§ **Problem to solve**
Search the listing for the word "pink". Copy every line where it is found.

---- Information provided

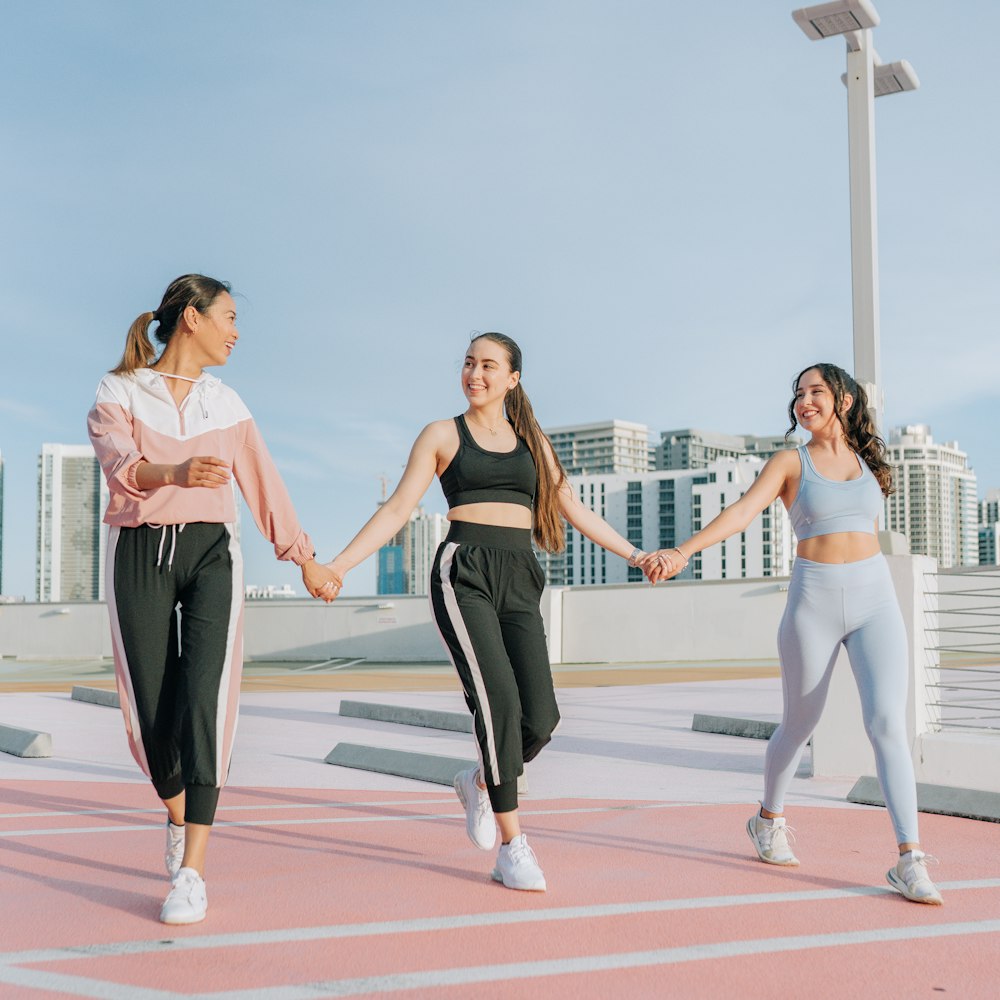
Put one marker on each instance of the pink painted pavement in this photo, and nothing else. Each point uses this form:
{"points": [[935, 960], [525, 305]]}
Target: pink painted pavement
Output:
{"points": [[325, 882]]}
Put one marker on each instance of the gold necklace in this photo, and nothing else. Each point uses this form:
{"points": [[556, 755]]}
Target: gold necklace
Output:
{"points": [[487, 426]]}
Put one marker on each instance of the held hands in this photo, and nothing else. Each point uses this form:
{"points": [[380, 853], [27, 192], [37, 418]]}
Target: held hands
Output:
{"points": [[321, 581], [663, 564]]}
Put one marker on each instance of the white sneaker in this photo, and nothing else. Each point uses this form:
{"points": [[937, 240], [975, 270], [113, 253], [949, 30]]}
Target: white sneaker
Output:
{"points": [[770, 838], [517, 866], [479, 822], [187, 901], [175, 849], [911, 879]]}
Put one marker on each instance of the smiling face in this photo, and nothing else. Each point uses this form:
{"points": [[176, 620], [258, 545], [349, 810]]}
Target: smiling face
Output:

--------

§ **Written response**
Put one marker on each instance of the pink painted pavement in this photo, and nothing else. Each point uses this form:
Target: pink painted pavement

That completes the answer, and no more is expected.